▸ **Задание**
Кто преподавал рисунок в студии Саврасова-старшего, судя по беседе с Анатолием Несновым?

▸ **Исходный текст**
******************************
Программа минимум — сделать хорошо

Беседа с Анатолием Несновым

Анатолий, кто на вас повлиял?

О, множество людей! Но первый развернул меня в эту сторону Гаврик – сын Евгения Владимировича Саврасова. Мы познакомились в армии, и он, увидев мои творческие пробы, предложил после демобилизации пойти в студию отца. Так я и сделал. Возле театрального кафе, у Саврасова-старшего, была живопись и композиция, а рисунок у нас преподавал суперский педагог – Юрий Алексеевич Бондаренко. Он всегда был деликатно ироничным и очень спокойным. Я его взрывным не видел никогда. А по молодости он был вообще центром притяжения! Рядом с ним хотелось быть! Дети за ним табунами ходили. Он мог сказать ученикам: «Сегодня ночуем на природе!». Привести всех в лес, развести костёр, спокойненько лечь и вырубиться на голой земле. Совершенно без нервов.
******************************
▸ **Предоставленные материалы**
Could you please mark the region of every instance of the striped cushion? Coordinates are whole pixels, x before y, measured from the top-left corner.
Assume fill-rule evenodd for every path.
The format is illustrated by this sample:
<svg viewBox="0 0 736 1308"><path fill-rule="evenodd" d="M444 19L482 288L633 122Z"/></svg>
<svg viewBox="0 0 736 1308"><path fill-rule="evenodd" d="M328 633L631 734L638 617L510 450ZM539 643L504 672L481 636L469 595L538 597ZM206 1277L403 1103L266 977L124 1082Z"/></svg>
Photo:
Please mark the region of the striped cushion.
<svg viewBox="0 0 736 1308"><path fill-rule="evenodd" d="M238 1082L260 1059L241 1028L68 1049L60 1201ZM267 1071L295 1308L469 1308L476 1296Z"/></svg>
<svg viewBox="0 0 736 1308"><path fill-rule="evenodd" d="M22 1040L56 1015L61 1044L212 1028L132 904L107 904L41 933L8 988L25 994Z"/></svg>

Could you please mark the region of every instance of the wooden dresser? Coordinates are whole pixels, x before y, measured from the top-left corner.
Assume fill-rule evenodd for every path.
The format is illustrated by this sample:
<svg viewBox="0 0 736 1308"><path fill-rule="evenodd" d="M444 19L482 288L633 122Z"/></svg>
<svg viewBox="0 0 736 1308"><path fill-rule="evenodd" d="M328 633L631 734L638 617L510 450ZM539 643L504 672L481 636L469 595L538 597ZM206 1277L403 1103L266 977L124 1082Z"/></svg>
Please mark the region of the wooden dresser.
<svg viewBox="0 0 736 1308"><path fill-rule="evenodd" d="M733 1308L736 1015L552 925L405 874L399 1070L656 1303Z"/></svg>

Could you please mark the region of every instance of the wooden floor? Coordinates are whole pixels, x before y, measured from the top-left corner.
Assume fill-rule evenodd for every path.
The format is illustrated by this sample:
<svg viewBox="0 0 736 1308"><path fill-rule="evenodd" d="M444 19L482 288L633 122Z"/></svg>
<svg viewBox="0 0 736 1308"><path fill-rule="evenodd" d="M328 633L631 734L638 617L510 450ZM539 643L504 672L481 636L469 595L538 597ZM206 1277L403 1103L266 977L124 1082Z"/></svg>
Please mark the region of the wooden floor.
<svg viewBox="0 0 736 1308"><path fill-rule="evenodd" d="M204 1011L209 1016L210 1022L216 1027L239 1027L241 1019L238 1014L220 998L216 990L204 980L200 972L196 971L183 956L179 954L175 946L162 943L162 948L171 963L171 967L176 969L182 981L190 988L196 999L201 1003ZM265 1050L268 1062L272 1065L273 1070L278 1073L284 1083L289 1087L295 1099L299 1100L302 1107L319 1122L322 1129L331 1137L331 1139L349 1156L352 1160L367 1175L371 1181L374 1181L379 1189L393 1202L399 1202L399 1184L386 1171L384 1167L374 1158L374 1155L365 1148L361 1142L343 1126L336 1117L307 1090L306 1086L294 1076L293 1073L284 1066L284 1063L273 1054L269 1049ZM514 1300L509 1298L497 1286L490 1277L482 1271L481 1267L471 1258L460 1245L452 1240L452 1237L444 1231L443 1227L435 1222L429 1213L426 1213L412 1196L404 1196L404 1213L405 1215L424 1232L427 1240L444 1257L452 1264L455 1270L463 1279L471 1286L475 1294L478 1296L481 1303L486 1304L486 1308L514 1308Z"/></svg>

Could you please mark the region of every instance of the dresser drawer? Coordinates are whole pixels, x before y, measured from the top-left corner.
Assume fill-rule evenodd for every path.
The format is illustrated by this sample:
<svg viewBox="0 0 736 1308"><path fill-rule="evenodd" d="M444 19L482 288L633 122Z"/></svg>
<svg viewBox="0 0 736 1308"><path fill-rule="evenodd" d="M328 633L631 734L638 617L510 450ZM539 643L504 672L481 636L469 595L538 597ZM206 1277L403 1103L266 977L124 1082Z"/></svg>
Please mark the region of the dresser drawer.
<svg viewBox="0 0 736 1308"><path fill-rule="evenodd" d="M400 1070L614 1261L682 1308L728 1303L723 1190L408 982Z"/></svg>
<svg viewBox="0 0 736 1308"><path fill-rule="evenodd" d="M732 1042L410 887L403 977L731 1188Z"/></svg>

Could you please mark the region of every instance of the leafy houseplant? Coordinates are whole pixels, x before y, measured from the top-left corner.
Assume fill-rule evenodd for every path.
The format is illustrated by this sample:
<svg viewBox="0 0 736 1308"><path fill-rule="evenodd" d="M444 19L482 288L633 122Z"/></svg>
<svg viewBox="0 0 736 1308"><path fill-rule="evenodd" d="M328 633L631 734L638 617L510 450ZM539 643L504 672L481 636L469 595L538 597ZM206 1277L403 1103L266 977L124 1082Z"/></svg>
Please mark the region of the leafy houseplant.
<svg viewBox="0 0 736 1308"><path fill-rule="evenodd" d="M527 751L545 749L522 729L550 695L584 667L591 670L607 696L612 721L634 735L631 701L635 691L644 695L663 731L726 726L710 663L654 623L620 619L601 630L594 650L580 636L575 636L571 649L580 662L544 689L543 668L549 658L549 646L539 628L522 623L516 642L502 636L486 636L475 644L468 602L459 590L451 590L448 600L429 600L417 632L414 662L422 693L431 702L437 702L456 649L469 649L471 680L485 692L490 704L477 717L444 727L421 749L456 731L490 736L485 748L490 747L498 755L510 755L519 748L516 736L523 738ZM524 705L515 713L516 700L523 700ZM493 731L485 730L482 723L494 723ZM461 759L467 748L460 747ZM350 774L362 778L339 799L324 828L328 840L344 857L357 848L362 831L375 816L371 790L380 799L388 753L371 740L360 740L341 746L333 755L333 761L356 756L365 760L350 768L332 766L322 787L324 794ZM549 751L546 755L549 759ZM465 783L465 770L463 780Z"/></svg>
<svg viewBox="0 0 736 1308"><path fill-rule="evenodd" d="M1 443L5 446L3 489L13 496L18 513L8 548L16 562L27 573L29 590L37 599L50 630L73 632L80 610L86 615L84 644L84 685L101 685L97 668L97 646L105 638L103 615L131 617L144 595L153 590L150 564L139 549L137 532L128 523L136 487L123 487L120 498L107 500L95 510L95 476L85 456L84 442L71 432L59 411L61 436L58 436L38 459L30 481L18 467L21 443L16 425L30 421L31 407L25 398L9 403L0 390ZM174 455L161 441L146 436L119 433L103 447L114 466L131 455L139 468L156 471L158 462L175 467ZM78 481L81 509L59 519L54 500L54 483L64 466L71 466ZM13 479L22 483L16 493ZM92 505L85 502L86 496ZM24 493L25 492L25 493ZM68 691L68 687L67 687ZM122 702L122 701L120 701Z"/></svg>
******************************
▸ **Ответ**
Юрий Алексеевич Бондаренко.